→ **COMPITO A**
Nella recensione qui sotto, quanti anni ha Lorenzo?
→ **COMPITO B**
Traduci in inglese questa frase della recensione riportata sotto: "L'autenticità è il valore che evidentemente gli sta a cuore, e che arriva diretto allo spettatore."
→ **COMPITO C**
Per favore, ricopia dalla recensione qui sotto il passo che va da "Bertolucci, settantenne con" fino a "pubblica di Bertolucci-uomo.", queste ultime parole comprese.

N. Ammaniti, "Io e te"

"Io e te", nuovo film di uno dei maestri del nostro cinema, è uscito nell'ottobre del 2012, è stato accolto un po' in sordina da parte dal pubblico. E' un peccato, perché l'ultimo lavoro di Bernardo Bertolucci, che torna a nove anni di distanza da "The Dreamers", è uno splendido film, capace di coinvolgere e commuovere con una disarmante adesione ai sentimenti di generazioni così lontane da quella dell'autore.
E' la storia del fugace incontro di pochi giorni fra due fratelli (fratellastri), che quasi non si sono mai conosciuti: Lorenzo, quattordici anni, e Olivia, poco più che ventenne. E' l'incontro di due solitudini, che da un'iniziale diffidenza e apparente incompatibilità, diviene graduale complicità. I due sono accomunati, in modi diversi, da una forma di "disadattamento" rispetto al mondo: ne scaturisce quasi un'affinità elettiva, foriera quindi forse di crescita per entrambi.
Bertolucci, settantenne con un fanciullino in cuore, attraverso la semplicità e l'essenzialità dello stile - cinematografico e d'alta classe, intimamente distante dalla medietà televisiva - fa filtrare, amplificata, la genuina sincerità dei suoi personaggi. L'autenticità è il valore che evidentemente gli sta a cuore, e che arriva diretto allo spettatore. La scelta di mettere al centro del racconto il valore dell'autenticità è in sintonia con una poetica che insiste da tempo sulla ferma consapevolezza che il percorso di ricerca dell'autenticità sia cifra e misura dell'esistenza umana. La poetica di Bertolucci-regista si è fatta (almeno a partire da "Piccolo Buddha") candida e pacificata, come serenamente placida appare, da tempo, la stessa immagine pubblica di Bertolucci-uomo.

→ **DATI FORNITI**

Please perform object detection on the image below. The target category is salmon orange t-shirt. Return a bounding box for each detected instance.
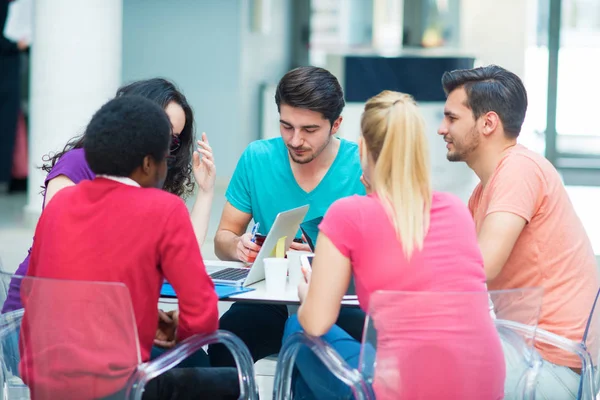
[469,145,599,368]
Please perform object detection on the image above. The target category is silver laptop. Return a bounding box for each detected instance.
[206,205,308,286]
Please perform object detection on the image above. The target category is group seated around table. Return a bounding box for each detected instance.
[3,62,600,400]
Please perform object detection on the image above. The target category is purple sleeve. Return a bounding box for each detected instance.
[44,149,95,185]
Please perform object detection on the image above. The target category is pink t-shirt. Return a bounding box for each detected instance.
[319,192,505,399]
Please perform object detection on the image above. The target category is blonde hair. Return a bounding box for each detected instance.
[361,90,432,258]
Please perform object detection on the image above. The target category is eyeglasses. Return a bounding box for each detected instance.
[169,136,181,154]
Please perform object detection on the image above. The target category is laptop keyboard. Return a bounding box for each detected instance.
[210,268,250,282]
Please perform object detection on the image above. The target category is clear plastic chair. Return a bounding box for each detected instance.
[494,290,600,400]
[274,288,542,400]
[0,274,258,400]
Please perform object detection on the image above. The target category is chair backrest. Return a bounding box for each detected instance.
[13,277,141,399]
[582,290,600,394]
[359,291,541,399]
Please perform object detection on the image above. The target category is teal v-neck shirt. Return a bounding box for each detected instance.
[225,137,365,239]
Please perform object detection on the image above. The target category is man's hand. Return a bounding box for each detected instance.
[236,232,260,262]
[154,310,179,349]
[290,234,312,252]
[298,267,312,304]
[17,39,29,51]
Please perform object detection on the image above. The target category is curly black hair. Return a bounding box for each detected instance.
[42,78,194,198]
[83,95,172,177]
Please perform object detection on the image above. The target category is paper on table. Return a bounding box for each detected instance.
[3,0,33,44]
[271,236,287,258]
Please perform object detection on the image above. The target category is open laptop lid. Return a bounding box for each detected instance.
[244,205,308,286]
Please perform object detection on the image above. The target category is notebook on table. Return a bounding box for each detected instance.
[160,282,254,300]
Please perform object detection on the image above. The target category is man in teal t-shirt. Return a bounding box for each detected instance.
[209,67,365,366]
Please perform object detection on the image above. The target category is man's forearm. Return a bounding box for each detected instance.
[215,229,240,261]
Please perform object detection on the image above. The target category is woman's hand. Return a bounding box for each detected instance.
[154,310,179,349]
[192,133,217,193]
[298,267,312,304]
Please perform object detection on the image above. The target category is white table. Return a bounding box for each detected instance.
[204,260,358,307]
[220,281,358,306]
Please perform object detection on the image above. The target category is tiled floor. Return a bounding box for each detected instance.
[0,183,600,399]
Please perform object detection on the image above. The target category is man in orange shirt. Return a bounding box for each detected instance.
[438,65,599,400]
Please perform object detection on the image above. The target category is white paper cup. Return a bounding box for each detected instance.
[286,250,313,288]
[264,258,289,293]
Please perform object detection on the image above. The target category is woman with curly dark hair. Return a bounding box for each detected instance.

→ **RISPOSTA COMPLETA A**
Lorenzo ha quattordici anni.

→ **RISPOSTA COMPLETA B**
Authenticity is the value he evidently holds dear, and it reaches the viewer directly.

→ **RISPOSTA COMPLETA C**
Bertolucci, settantenne con un fanciullino in cuore, attraverso la semplicità e l'essenzialità dello stile - cinematografico e d'alta classe, intimamente distante dalla medietà televisiva - fa filtrare, amplificata, la genuina sincerità dei suoi personaggi. L'autenticità è il valore che evidentemente gli sta a cuore, e che arriva diretto allo spettatore. La scelta di mettere al centro del racconto il valore dell'autenticità è in sintonia con una poetica che insiste da tempo sulla ferma consapevolezza che il percorso di ricerca dell'autenticità sia cifra e misura dell'esistenza umana. La poetica di Bertolucci-regista si è fatta (almeno a partire da "Piccolo Buddha") candida e pacificata, come serenamente placida appare, da tempo, la stessa immagine pubblica di Bertolucci-uomo.